**WHAT IS EXPECTED**
In every one of the records below, switch "outputting coordinates like" to "giving coordinates such as" and rewrite the lines with no other change.

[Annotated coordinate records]
⁂
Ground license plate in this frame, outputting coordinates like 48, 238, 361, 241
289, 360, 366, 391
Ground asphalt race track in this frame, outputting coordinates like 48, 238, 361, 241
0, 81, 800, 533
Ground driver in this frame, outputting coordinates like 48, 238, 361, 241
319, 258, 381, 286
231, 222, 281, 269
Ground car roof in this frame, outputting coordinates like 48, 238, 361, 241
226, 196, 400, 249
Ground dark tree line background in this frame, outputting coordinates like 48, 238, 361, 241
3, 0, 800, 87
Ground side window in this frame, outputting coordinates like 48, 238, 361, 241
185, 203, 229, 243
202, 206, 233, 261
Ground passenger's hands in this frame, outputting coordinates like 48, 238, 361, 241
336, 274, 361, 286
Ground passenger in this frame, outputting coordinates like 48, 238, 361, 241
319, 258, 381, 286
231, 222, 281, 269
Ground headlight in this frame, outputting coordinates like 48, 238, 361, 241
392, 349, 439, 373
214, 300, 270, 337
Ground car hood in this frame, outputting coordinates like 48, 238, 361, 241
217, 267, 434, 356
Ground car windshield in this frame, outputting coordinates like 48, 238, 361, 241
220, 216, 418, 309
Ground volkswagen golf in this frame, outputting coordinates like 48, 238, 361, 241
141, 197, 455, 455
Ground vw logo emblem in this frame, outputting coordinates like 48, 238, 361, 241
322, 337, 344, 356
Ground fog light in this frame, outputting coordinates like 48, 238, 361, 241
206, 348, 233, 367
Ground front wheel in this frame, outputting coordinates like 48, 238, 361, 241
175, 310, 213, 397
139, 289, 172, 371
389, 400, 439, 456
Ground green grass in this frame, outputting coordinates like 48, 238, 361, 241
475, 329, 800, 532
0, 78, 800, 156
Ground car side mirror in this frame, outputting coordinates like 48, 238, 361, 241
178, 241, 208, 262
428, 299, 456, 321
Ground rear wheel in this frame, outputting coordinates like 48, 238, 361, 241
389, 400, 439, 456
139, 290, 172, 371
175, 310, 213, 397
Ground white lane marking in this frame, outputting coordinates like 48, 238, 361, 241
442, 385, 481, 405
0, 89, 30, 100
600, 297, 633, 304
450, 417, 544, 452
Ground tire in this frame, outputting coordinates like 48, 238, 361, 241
⁂
**RESULT OF THIS TASK**
Ground license plate in this frame, giving coordinates such as 48, 238, 361, 241
289, 360, 366, 391
Ground asphalt race track in this frame, giving coordinates such as 48, 238, 361, 241
0, 81, 800, 533
Ground driver in this frame, giving coordinates such as 48, 238, 361, 241
319, 258, 381, 286
231, 222, 281, 269
Ground car roof in this frame, giving coordinates such as 48, 238, 361, 241
226, 196, 400, 249
Ground dark tree line background in this frame, giving coordinates such as 48, 238, 361, 241
3, 0, 800, 87
Ground side window in this frame, giving coordinates such as 48, 238, 361, 241
185, 203, 229, 243
202, 206, 233, 261
Ground passenger's hands in this frame, giving coordinates such as 48, 238, 361, 241
336, 274, 361, 286
Ground passenger in this frame, giving coordinates such as 48, 238, 361, 241
319, 258, 381, 286
231, 222, 281, 269
Ground headlight in this frame, giving coordinates such as 48, 238, 361, 241
392, 349, 439, 373
214, 300, 270, 337
Ground car hood in this frame, giving coordinates such as 48, 238, 361, 241
217, 267, 434, 356
Ground car windshield in this frame, giving coordinates such as 48, 238, 361, 241
220, 216, 418, 309
Ground volkswagen golf in this frame, giving coordinates such as 48, 238, 361, 241
141, 197, 455, 455
Ground vw logo emblem in this frame, giving coordinates such as 48, 238, 361, 241
322, 337, 344, 356
Ground fog light in this frame, giving coordinates such as 48, 238, 361, 241
206, 348, 233, 367
Ground front wheel in this frame, giving coordinates such as 48, 238, 361, 241
175, 310, 213, 397
139, 289, 172, 371
389, 400, 439, 456
Ground green grass in this frame, giving coordinates such as 48, 238, 361, 241
475, 329, 800, 532
0, 78, 800, 156
Ground car side mirror in this frame, giving coordinates such as 48, 238, 361, 241
178, 241, 208, 262
428, 299, 456, 321
Ground rear wheel in this frame, giving coordinates such as 48, 238, 361, 241
389, 400, 439, 456
139, 290, 172, 371
175, 310, 213, 397
Ground white lane marking in this frame, giving coordinates such as 48, 238, 361, 241
442, 385, 481, 405
0, 89, 30, 100
600, 297, 633, 304
450, 417, 544, 452
Ground tire in this frame, giving coordinates such as 48, 238, 361, 241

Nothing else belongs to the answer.